___ Passage
Sujith Puthiyaveetil

Title:

Associate Professor

PhD Granting Institution:

Queen Mary University of London

Contact:

Email Address: spveetil@purdue.edu
Office Phone: 765-494-8339
Lab Website Link: https://ag.purdue.edu/department/biochem/labs/puthiyaveetil-lab/

Primary Training Group:

Plant Biology

Secondary Training Groups:

Biomolecular Structure and Biophysics, Membrane Biology

Research Areas:

Regulation of chloroplast gene expression in plants and algae Structure, function, and biogenesis of thylakoid protein complexes

Current Projects:

1. Function and evolution of chloroplast two-component systems Chloroplasts originated from free-living cyanobacteria through endosymbiotic evolution and retain several bacterial features, including two-component signaling systems. Using Arabidopsis thaliana and Phaeodactylum tricornutum as model systems, our research explores chloroplast two-component systems in plants and algae, focusing on their signaling mechanisms, evolutionary trajectories, and physiological roles. A deeper understanding of these systems could enable the reengineering of photosynthesis to enhance efficiency and abiotic stress tolerance in crop plants and biofuel-producing algae. 2. Biogenesis and repair of photosystem II Photosystem II (PSII) uses sunlight to split water, driving oxygenic photosynthesis and thus supporting nearly all life on Earth. However, this remarkable water-splitting reaction also makes PSII highly susceptible to irreversible photooxidative damage. Our research investigates the role of post-translational modifications in the repair and maintenance of PSII. In plants, PSII is a massive supercomplex (~1.4 MDa) composed of a dimeric reaction center core and an extensive peripheral antenna system. We are particularly interested in understanding how this intricate complex — comprising a baroque mixture of polypeptides, pigments, and metal cofactors — is synthesized and assembled de novo.

Importance of Interdisciplinary Research:

The complexity of our research, which spans chloroplast signaling pathways and the biogenesis of photosynthetic protein complexes, necessitates an interdisciplinary approach. Our investigation of chloroplast two-component systems integrates evolutionary biology, genomics, molecular signaling, and algal and plant physiology. In parallel, our study of Photosystem II repair and assembly draws on structural biology, protein biochemistry, photobiology, and post-translational regulation. Bridging these diverse fields requires cross-disciplinary methods and perspectives to fully understand how chloroplasts function as dynamic and environmentally responsive organelles. This integrated view not only advances fundamental science but also supports applied efforts to engineer more efficient and stress resilient photosynthetic organisms for agriculture and bioenergy.
______
___ Dataset extract
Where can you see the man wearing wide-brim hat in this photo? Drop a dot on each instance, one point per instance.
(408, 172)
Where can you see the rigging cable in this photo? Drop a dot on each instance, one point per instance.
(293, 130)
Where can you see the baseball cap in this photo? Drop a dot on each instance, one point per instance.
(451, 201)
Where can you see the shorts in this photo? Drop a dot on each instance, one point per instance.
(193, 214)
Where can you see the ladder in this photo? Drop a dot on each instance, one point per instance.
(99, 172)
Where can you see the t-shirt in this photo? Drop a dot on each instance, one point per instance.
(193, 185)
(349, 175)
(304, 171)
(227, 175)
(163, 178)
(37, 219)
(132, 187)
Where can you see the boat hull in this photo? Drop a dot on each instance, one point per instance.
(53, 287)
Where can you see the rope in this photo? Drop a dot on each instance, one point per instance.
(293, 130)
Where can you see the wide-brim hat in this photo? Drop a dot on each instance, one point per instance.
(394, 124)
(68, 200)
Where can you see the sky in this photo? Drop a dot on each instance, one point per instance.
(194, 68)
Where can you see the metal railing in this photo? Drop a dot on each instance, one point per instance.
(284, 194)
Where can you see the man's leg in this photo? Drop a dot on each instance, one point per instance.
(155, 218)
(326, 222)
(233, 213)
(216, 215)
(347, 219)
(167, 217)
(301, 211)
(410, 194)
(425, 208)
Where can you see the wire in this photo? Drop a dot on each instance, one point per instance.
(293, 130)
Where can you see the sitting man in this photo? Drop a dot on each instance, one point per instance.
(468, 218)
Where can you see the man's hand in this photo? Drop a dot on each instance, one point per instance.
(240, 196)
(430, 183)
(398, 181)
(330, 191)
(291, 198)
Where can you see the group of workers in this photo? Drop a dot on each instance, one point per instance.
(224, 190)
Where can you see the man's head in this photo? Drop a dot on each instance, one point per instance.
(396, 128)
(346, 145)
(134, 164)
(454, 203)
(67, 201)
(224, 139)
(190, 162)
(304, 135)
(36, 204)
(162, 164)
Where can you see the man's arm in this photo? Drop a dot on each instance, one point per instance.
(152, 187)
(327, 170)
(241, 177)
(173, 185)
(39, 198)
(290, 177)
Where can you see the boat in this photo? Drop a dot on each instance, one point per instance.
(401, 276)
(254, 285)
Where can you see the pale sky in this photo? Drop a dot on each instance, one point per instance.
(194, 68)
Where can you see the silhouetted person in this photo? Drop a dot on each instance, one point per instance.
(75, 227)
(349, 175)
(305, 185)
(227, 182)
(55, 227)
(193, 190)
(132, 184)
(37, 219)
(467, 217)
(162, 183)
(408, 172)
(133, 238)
______
___ Dataset extract
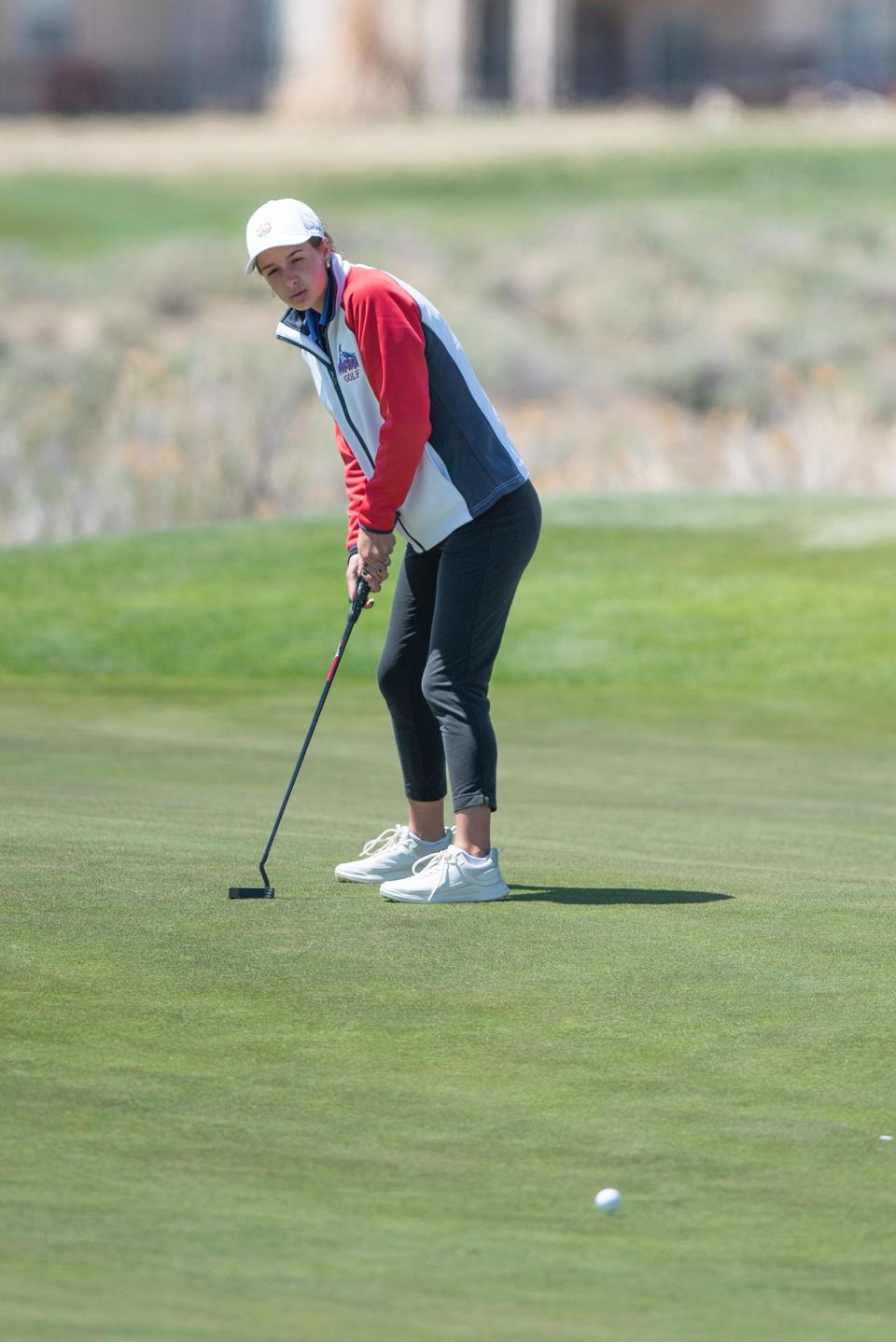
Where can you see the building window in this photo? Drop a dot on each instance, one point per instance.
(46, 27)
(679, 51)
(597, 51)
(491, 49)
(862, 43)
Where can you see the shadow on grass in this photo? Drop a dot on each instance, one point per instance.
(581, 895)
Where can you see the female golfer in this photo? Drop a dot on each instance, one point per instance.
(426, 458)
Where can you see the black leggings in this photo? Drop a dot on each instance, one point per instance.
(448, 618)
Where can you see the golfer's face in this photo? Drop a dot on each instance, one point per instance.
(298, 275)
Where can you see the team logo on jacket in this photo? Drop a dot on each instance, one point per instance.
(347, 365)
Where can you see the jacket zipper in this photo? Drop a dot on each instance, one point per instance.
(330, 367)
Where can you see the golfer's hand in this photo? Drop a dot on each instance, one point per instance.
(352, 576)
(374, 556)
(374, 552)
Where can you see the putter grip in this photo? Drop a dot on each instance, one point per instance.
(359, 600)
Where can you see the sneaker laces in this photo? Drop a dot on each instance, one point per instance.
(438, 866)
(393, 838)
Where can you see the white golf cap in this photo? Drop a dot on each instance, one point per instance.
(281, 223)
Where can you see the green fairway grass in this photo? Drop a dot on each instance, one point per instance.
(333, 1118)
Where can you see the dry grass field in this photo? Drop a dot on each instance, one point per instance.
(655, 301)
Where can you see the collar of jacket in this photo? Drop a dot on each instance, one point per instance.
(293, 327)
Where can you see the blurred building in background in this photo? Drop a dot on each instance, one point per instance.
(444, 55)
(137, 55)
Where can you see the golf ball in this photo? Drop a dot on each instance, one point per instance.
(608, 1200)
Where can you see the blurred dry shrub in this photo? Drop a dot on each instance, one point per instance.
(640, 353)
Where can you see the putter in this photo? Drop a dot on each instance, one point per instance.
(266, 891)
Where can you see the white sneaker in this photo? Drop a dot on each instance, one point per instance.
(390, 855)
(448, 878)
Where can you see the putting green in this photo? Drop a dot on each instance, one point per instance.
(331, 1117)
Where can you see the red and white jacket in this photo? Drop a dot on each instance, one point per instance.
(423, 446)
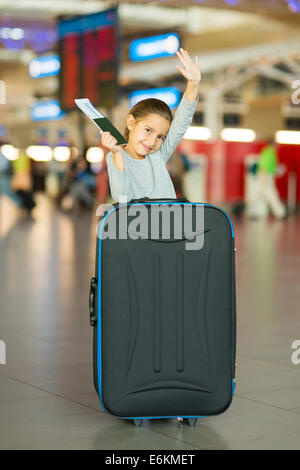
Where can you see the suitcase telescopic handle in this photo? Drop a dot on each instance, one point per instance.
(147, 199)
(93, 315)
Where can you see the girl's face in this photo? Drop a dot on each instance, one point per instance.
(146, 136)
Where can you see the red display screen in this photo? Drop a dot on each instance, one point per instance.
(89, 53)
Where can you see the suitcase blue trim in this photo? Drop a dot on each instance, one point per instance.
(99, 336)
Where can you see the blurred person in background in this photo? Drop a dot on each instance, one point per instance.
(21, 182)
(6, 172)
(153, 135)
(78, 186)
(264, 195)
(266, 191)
______
___ Dataset extract
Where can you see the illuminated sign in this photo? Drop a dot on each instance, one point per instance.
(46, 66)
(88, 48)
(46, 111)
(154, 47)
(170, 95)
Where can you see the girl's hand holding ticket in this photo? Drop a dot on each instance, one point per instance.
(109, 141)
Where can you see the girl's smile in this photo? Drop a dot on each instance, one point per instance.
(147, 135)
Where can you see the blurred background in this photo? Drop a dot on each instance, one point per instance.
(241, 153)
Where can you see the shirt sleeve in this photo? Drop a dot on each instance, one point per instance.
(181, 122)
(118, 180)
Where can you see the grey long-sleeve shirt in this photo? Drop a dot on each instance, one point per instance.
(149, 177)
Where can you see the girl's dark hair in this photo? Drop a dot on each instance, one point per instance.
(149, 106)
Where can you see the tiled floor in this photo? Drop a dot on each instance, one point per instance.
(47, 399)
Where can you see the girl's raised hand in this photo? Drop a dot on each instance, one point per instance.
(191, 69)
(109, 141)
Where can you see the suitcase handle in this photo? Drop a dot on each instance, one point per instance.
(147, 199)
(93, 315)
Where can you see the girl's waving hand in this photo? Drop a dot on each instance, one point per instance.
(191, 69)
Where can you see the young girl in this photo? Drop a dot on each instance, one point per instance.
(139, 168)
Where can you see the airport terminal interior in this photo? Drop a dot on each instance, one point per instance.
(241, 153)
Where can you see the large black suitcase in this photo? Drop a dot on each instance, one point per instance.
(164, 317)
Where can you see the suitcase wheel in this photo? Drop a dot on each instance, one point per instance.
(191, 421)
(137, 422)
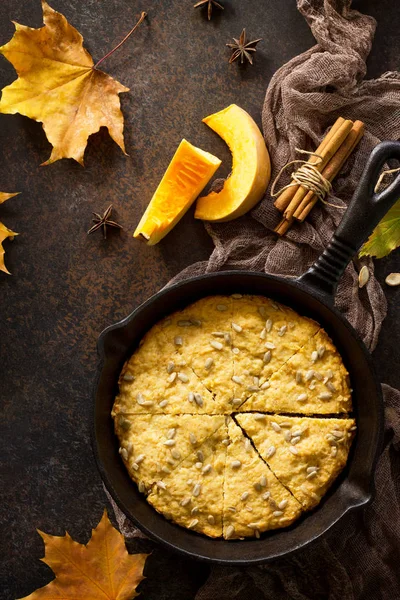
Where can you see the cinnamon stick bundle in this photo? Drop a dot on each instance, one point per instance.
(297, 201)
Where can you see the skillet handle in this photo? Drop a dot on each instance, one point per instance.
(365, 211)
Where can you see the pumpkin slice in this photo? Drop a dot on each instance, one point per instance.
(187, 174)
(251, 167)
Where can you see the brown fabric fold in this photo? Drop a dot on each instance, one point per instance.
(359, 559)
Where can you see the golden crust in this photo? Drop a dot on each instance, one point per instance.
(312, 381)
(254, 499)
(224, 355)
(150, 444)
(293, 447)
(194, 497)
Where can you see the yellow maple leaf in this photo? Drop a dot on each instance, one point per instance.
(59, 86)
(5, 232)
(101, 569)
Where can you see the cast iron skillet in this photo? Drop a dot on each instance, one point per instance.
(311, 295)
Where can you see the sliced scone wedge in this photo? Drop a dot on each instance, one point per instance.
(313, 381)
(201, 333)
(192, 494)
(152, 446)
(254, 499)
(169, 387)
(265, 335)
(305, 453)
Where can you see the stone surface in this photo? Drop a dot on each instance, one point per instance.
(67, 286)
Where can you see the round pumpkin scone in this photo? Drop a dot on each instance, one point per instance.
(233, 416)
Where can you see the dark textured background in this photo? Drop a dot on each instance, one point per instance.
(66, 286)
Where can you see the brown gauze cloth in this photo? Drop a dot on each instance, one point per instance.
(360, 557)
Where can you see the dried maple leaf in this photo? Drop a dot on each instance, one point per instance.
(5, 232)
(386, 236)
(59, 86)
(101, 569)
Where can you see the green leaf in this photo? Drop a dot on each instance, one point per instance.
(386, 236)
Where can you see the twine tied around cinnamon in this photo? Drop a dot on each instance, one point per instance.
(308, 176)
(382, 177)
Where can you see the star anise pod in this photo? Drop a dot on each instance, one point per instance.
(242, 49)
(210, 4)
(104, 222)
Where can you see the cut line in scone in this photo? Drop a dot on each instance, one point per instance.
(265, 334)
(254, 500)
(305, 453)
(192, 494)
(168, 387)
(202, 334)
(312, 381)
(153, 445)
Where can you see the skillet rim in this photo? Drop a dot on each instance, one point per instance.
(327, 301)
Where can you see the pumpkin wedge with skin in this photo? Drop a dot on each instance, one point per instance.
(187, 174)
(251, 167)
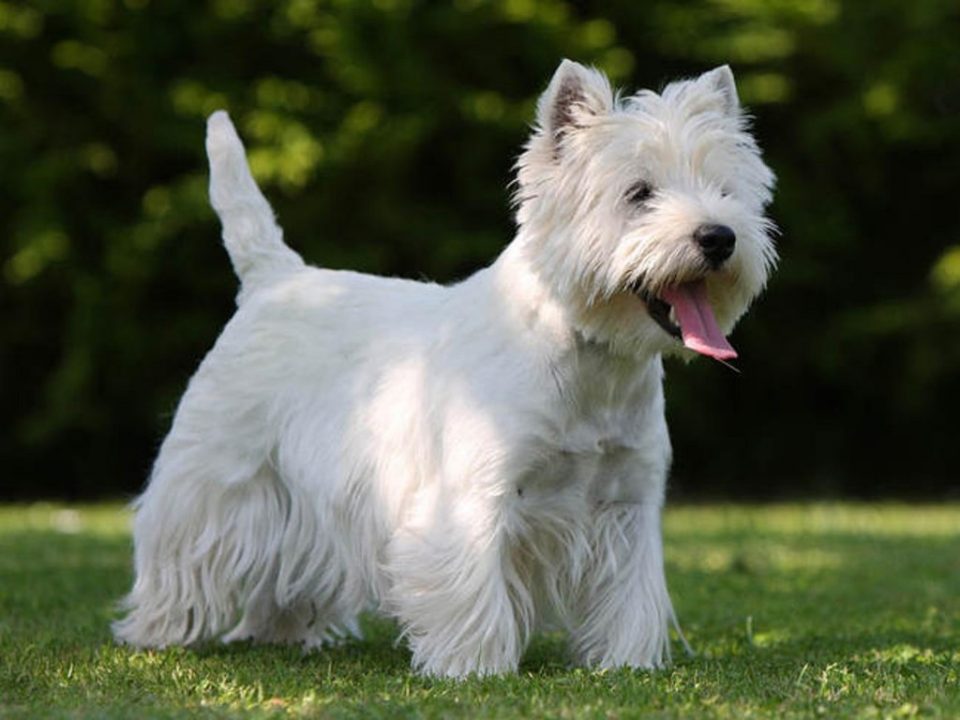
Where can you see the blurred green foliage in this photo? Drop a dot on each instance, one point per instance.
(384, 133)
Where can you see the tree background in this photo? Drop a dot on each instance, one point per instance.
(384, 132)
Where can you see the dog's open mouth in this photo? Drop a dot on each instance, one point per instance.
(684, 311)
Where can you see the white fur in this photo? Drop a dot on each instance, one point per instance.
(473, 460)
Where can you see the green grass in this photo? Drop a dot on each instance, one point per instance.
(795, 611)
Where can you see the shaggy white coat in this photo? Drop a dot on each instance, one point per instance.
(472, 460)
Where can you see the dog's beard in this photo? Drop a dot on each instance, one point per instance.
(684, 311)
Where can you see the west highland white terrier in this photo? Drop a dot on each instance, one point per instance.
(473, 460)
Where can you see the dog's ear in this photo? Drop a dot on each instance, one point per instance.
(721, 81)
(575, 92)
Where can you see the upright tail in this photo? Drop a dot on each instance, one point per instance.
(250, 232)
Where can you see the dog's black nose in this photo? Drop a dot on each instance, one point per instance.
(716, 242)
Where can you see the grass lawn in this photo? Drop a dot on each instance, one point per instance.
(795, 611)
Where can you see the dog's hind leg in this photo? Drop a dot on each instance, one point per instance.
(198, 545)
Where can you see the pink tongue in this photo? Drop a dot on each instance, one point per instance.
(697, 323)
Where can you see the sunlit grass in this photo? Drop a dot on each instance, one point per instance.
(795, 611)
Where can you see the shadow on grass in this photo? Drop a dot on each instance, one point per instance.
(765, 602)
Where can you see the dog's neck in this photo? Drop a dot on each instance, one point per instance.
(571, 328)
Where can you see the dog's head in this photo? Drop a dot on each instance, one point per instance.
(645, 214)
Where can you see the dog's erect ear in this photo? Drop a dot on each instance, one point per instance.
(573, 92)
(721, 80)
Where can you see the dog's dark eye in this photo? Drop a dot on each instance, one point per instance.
______
Assignment 1
In the faculty profile, what is the approximate size of the photosystem II supercomplex in plants?
Assignment 2
Please rewrite the faculty profile's paragraph beginning "The complexity of our research" as a bulleted list that keeps its main facts.

Task solution 1
About 1.4 MDa.

Task solution 2
- The research spans chloroplast signaling pathways and the biogenesis of photosynthetic protein complexes, so it needs an interdisciplinary approach.
- The work on chloroplast two-component systems combines evolutionary biology, genomics, molecular signaling, and algal and plant physiology.
- The work on Photosystem II repair and assembly draws on structural biology, protein biochemistry, photobiology, and post-translational regulation.
- Cross-disciplinary methods and perspectives are needed to fully understand chloroplasts as dynamic, environmentally responsive organelles.
- This integrated view advances fundamental science. It also supports efforts to engineer more efficient, stress-resilient photosynthetic organisms for agriculture and bioenergy.